* Begin Task data *

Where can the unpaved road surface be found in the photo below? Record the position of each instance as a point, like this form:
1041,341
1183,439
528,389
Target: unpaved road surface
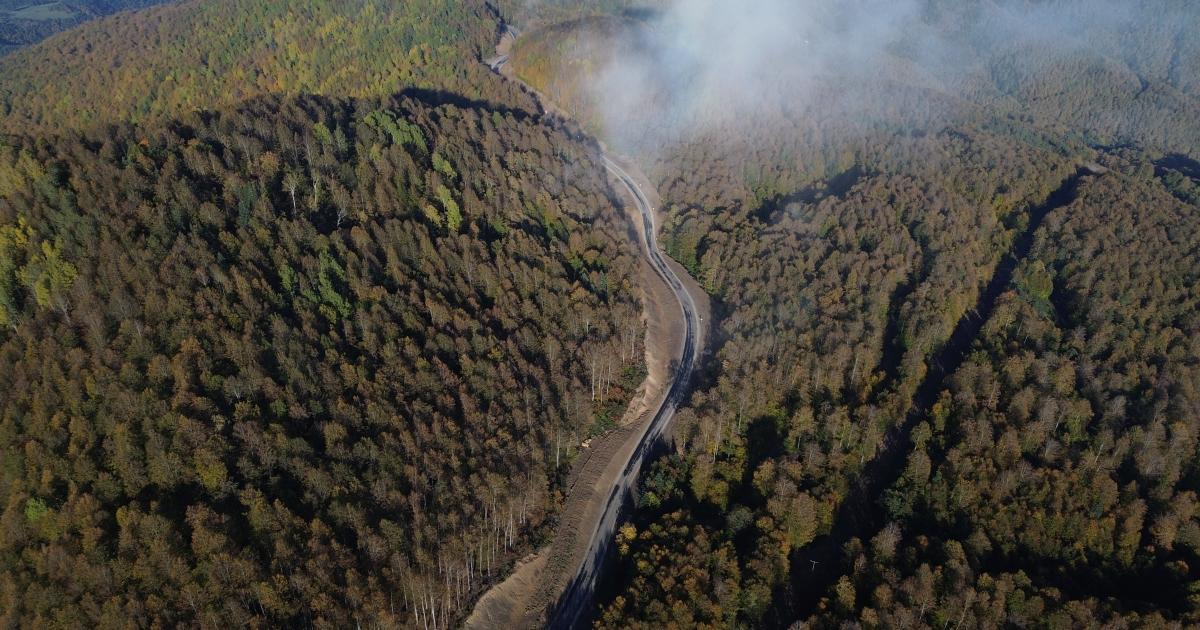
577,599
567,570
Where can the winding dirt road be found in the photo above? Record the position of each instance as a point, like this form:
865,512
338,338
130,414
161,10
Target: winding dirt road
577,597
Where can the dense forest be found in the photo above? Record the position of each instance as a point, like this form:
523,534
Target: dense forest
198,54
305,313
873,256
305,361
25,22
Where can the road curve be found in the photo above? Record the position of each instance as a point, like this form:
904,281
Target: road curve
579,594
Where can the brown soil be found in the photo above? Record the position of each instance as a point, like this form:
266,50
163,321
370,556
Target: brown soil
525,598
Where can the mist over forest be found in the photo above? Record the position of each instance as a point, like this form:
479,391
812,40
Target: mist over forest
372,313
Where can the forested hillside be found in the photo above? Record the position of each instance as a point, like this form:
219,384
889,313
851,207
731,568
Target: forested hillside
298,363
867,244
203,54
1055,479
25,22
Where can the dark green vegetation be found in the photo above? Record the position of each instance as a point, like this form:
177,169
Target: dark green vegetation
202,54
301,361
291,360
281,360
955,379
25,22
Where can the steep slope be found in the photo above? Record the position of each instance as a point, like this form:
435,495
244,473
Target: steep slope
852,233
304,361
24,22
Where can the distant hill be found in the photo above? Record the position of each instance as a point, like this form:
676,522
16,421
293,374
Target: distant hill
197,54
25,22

* End Task data *
* Begin Task data *

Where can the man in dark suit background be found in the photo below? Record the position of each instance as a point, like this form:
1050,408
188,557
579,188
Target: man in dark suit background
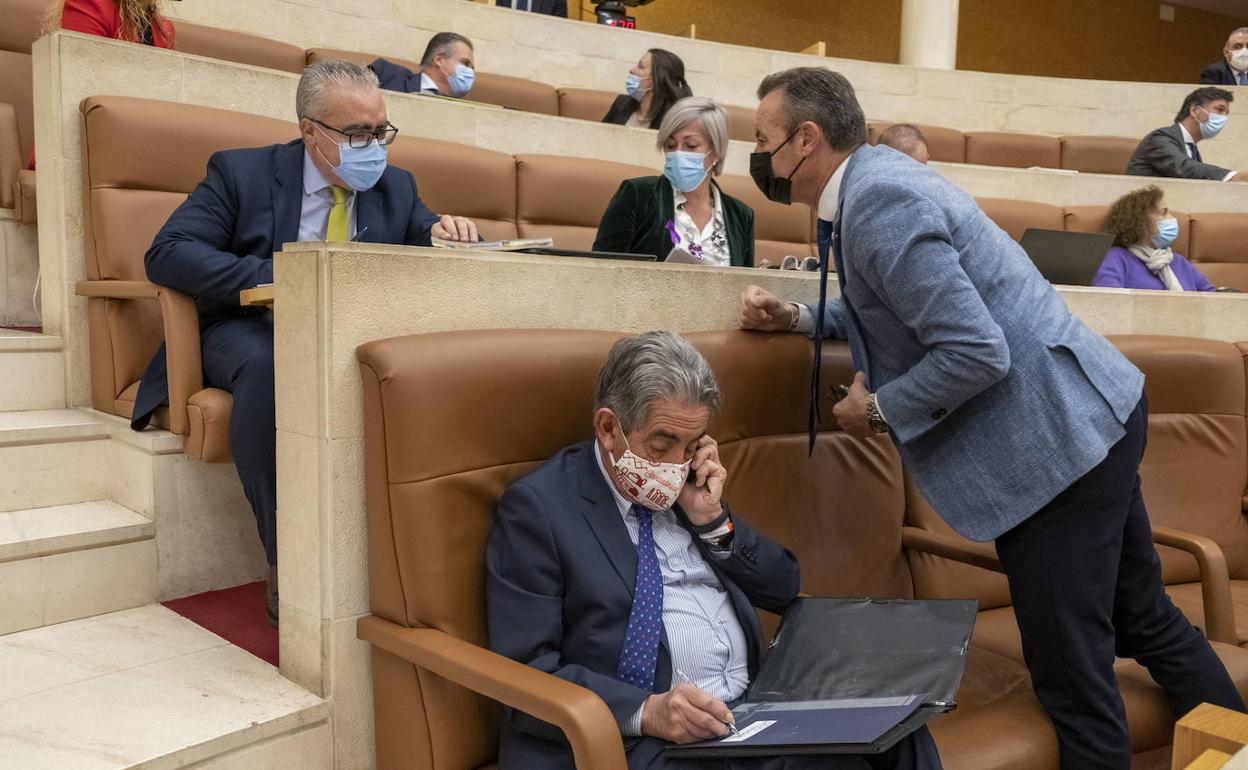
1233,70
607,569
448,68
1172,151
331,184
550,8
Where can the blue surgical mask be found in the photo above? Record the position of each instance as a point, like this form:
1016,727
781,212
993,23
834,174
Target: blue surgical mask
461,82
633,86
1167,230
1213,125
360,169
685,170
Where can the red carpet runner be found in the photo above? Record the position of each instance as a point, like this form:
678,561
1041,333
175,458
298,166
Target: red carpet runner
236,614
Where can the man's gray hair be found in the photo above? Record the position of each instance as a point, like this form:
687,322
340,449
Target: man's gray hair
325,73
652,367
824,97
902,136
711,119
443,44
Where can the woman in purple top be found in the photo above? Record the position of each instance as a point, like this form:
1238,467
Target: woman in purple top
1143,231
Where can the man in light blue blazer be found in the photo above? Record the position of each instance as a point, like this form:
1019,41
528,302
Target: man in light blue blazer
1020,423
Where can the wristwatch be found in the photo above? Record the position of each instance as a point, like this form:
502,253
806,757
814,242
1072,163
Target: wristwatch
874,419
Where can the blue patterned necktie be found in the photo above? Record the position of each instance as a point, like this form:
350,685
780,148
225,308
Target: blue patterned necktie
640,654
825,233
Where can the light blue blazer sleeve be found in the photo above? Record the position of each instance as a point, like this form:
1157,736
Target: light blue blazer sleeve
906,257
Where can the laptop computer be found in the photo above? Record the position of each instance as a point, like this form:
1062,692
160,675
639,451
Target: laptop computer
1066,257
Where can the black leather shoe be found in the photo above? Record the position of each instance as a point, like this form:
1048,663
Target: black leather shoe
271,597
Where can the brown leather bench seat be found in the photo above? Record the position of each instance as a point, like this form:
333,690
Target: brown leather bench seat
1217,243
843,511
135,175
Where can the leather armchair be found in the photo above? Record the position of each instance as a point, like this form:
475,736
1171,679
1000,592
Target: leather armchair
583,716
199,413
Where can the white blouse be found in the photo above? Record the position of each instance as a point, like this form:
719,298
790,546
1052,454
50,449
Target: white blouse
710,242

* End Task data *
* Begin Task data *

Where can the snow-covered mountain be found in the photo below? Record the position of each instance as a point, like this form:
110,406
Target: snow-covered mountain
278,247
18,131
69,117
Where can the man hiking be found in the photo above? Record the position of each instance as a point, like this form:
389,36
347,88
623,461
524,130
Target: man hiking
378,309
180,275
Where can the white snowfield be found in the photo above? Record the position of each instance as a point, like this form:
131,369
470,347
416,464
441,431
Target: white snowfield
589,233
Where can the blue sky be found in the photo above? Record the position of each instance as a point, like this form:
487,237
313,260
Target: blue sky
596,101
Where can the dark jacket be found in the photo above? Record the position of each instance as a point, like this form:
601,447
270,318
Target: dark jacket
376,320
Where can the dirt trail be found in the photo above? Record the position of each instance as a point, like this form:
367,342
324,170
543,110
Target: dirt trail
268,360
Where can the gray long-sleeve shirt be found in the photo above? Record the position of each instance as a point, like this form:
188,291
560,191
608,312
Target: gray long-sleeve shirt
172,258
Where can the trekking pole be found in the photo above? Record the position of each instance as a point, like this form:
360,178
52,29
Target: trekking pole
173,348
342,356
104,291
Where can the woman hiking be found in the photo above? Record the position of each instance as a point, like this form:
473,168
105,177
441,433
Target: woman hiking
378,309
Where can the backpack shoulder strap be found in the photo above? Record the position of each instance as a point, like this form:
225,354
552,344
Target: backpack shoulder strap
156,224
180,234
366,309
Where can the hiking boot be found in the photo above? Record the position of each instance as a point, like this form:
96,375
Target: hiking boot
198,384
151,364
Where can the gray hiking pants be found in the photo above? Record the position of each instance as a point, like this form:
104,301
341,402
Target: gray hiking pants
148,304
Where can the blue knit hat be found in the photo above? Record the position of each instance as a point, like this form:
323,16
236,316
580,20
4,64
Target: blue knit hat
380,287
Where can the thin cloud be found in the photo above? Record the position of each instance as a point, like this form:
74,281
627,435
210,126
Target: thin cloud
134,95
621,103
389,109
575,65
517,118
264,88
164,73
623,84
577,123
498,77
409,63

* End Task data *

◆ What is expected
Show every line in the records above that contains the string "mist", matching case.

◆ Output for this exercise
Where can the mist over forest be found in the photo above? Record the position of each instance as a point, like this form:
Target: mist over forest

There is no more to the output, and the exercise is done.